Collected data entries:
========================
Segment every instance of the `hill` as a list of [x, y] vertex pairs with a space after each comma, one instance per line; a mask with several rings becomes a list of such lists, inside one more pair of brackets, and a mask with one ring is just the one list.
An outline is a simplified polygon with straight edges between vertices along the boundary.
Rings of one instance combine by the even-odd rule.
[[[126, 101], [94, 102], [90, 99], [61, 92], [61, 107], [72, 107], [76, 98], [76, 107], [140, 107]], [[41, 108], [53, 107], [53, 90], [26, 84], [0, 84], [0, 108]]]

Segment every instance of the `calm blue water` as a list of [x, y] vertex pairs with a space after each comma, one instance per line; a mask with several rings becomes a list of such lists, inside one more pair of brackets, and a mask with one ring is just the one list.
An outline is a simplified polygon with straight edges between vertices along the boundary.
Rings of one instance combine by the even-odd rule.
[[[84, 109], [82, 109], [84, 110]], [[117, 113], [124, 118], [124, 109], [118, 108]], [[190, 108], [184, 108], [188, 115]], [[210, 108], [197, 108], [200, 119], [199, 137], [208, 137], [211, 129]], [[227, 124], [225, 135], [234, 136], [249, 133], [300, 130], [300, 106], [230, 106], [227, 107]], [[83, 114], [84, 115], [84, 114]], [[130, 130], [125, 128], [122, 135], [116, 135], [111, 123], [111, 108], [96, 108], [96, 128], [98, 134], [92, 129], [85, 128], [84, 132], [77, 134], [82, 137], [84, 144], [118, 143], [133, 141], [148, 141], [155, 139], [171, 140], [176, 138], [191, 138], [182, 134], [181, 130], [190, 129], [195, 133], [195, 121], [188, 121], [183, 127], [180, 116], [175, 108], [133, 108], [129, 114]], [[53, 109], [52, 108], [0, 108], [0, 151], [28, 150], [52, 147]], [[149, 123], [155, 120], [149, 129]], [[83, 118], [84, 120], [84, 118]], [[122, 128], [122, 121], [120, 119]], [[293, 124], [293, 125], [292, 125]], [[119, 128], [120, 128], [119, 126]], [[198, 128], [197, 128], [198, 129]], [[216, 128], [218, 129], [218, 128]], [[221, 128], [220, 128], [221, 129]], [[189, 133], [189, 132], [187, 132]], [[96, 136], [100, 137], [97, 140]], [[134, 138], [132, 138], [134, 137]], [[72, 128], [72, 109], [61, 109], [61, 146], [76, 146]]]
========================
#### Exercise instructions:
Reproduce every entry above without a single alteration.

#### Problem solution:
Segment every instance of the `hill` as a list of [x, y] vertex pairs with a space after each comma, one instance per line; a mask with several rings becomes a list of such lists, inside one more pair of brackets, and a mask with one ring is just the one list.
An outline is a simplified polygon with straight edges between vertices along the boundary.
Rings of one instance combine by the even-odd rule.
[[[126, 101], [94, 102], [90, 99], [61, 92], [61, 107], [72, 107], [76, 98], [76, 107], [140, 107]], [[41, 108], [53, 107], [53, 90], [26, 84], [0, 84], [0, 108]]]

Segment every instance of the `calm blue water` as a list of [x, y] vertex pairs with a space after each comma, one instance per line; a mask with several rings becomes a list of such lists, inside one more pair of brackets, and a mask with one ring is just the one list.
An outline is a simplified polygon with straight edges between vertices along the boundary.
Rings of one instance combine by the even-odd rule.
[[[84, 109], [82, 109], [84, 110]], [[117, 113], [124, 118], [124, 109], [118, 108]], [[190, 108], [184, 108], [188, 115]], [[210, 108], [197, 108], [200, 119], [199, 137], [208, 137], [211, 129]], [[227, 124], [225, 135], [234, 136], [249, 133], [300, 130], [300, 106], [230, 106], [227, 107]], [[83, 114], [84, 115], [84, 114]], [[130, 130], [125, 128], [122, 135], [116, 135], [111, 123], [111, 108], [96, 108], [96, 128], [98, 134], [92, 129], [85, 128], [84, 132], [77, 134], [82, 137], [84, 144], [118, 143], [133, 141], [148, 141], [155, 139], [171, 140], [176, 138], [191, 138], [182, 134], [181, 130], [190, 129], [195, 133], [195, 121], [188, 121], [183, 127], [180, 116], [175, 108], [133, 108], [129, 114]], [[53, 109], [52, 108], [0, 108], [0, 151], [28, 150], [52, 147]], [[149, 123], [155, 120], [149, 129]], [[83, 118], [84, 120], [84, 118]], [[122, 128], [122, 121], [120, 119]], [[293, 124], [293, 125], [292, 125]], [[119, 128], [120, 128], [119, 126]], [[198, 128], [197, 128], [198, 129]], [[216, 128], [218, 129], [218, 128]], [[221, 128], [220, 128], [221, 129]], [[189, 133], [189, 132], [187, 132]], [[96, 136], [100, 137], [97, 140]], [[134, 138], [132, 138], [134, 137]], [[72, 128], [72, 109], [61, 109], [61, 146], [76, 146]]]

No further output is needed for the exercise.